TASK ITEM
Word for word, repeat all of the entries.

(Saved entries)
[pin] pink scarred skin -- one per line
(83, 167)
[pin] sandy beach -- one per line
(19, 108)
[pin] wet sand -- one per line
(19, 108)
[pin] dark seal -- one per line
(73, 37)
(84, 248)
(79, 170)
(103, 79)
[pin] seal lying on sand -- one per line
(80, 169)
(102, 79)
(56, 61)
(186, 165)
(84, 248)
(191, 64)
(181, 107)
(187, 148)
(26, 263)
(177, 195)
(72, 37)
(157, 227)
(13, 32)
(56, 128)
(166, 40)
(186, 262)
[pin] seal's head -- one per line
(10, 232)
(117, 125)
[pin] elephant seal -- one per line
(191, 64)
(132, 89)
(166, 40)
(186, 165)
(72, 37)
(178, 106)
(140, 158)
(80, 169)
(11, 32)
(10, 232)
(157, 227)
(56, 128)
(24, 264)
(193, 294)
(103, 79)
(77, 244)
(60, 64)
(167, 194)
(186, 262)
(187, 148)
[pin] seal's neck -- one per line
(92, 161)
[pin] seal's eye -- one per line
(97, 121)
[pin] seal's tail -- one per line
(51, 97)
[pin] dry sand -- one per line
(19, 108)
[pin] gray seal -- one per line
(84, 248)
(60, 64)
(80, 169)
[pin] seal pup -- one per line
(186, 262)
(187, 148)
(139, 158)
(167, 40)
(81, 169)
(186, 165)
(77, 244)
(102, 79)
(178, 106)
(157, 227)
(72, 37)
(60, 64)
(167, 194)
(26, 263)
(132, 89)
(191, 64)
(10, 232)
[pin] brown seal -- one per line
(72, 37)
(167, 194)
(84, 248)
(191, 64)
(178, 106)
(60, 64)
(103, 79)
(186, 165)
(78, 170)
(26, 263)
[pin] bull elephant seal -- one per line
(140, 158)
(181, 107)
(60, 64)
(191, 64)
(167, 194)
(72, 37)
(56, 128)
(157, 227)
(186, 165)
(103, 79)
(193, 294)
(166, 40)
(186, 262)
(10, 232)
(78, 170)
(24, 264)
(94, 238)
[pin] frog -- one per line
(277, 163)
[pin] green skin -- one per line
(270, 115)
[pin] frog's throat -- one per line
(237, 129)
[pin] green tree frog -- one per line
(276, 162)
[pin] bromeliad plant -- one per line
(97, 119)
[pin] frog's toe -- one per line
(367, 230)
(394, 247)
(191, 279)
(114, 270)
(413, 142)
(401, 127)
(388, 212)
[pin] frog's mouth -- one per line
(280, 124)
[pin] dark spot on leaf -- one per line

WRITTEN ANSWER
[pin] pink scarred skin -- one per line
(83, 167)
[pin] sandy beach -- one per line
(19, 108)
[pin] wet sand -- one per line
(19, 108)
[pin] dark seal -- one per line
(73, 37)
(84, 248)
(79, 170)
(103, 79)
[pin] seal lying on sand -- one per line
(80, 169)
(102, 79)
(56, 61)
(186, 165)
(84, 248)
(191, 64)
(181, 107)
(187, 148)
(26, 263)
(177, 195)
(72, 37)
(157, 227)
(13, 32)
(56, 128)
(166, 40)
(186, 262)
[pin] seal's head -- one per line
(10, 232)
(117, 125)
[pin] elephant seal -- one per line
(191, 64)
(132, 89)
(166, 40)
(186, 165)
(72, 37)
(178, 106)
(140, 158)
(80, 169)
(11, 32)
(10, 232)
(157, 227)
(56, 128)
(24, 264)
(193, 294)
(103, 79)
(77, 244)
(60, 64)
(167, 194)
(186, 262)
(187, 148)
[pin] seal's neck -- one per line
(92, 161)
[pin] seal's eye -- one per line
(97, 121)
[pin] seal's tail -- one per line
(51, 97)
[pin] dry sand -- one per line
(19, 108)
[pin] gray seal -- one per line
(84, 248)
(60, 64)
(80, 169)
[pin] seal pup -- one per line
(186, 262)
(187, 148)
(139, 158)
(167, 40)
(81, 169)
(186, 165)
(77, 244)
(102, 79)
(178, 106)
(157, 227)
(72, 37)
(60, 64)
(167, 194)
(26, 263)
(132, 89)
(191, 64)
(10, 232)
[pin] brown seal -- one per line
(72, 37)
(167, 194)
(84, 248)
(191, 64)
(178, 106)
(60, 64)
(103, 79)
(186, 165)
(78, 170)
(26, 263)
[pin] bull elephant seal -- one per line
(140, 158)
(181, 107)
(60, 64)
(191, 64)
(167, 194)
(72, 37)
(56, 128)
(157, 227)
(186, 165)
(103, 79)
(193, 294)
(166, 40)
(186, 262)
(10, 232)
(78, 170)
(24, 264)
(94, 238)
[pin] frog -- one per line
(277, 163)
[pin] green skin -- one per line
(270, 115)
[pin] frog's throat -- one per line
(237, 129)
[pin] green tree frog -- one per line
(276, 162)
[pin] bromeliad plant -- one per line
(97, 119)
[pin] frog's toe -- one per line
(367, 230)
(394, 247)
(191, 279)
(114, 270)
(413, 142)
(401, 127)
(388, 212)
[pin] frog's mouth -- one per line
(280, 124)
[pin] dark spot on leaf -- one per line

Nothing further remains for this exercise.